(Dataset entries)
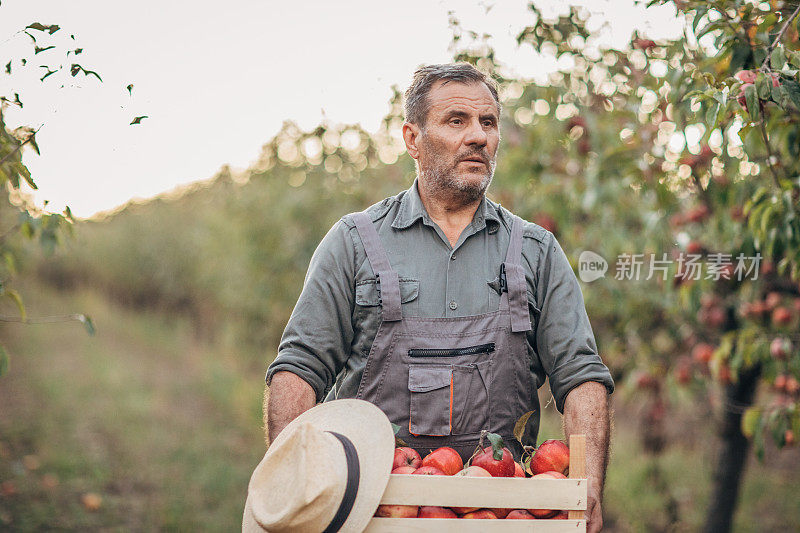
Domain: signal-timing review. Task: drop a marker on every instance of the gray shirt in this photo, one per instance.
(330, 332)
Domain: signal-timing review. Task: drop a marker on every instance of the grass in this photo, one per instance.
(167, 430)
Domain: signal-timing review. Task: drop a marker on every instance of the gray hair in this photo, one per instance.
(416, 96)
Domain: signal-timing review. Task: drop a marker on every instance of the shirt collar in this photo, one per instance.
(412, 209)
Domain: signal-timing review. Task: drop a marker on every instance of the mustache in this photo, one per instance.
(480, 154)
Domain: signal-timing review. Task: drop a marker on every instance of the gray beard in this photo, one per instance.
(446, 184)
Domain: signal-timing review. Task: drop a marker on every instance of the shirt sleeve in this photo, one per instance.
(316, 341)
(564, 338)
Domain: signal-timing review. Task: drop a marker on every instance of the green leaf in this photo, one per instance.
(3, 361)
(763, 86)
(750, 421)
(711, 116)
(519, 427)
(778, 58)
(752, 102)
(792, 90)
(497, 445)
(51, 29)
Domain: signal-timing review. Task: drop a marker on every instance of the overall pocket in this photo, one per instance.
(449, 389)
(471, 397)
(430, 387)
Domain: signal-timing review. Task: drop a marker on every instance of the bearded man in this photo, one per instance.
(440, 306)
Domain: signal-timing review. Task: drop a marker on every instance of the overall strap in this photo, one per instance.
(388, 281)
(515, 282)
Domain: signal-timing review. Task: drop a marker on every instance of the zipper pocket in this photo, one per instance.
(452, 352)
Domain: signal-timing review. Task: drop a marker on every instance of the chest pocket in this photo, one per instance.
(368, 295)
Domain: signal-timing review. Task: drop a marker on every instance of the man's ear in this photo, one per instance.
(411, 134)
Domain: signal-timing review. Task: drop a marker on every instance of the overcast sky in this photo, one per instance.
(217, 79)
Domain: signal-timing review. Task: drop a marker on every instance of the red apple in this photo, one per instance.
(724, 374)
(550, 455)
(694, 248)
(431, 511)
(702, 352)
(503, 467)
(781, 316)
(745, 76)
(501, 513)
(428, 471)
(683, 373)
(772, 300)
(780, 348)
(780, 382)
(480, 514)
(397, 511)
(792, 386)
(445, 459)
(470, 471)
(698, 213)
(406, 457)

==

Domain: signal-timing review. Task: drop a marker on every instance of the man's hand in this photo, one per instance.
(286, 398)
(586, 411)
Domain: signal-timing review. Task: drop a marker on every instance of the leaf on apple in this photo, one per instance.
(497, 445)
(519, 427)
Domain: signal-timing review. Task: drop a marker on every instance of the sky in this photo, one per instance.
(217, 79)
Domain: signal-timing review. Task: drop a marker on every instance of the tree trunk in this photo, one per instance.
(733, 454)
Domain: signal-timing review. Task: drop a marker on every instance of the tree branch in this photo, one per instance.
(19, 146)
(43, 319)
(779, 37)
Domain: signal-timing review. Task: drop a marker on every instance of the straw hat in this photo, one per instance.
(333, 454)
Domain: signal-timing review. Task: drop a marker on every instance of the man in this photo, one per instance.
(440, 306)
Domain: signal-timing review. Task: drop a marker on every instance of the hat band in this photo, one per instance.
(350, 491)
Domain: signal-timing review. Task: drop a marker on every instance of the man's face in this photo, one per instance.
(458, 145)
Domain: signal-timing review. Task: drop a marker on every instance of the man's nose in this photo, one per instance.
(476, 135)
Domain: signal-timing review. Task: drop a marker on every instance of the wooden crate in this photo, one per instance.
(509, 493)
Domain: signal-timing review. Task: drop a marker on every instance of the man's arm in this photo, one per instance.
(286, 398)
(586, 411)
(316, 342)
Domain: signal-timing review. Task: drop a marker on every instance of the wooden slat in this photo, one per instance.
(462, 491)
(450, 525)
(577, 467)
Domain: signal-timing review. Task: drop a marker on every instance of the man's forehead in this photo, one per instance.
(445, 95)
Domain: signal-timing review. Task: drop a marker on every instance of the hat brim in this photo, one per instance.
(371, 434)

- _PROBLEM STATEMENT_: Pull out every line of the material above that contains the string "tree", matching case exactly.

- _EXERCISE OUTPUT_:
Domain: signal-timing review. Task: drop a marker on every instance of the tree trunk in this photo, one per instance.
Domain: signal-timing review. Task: drop a marker on every instance of the tree branch in this photo, one per instance.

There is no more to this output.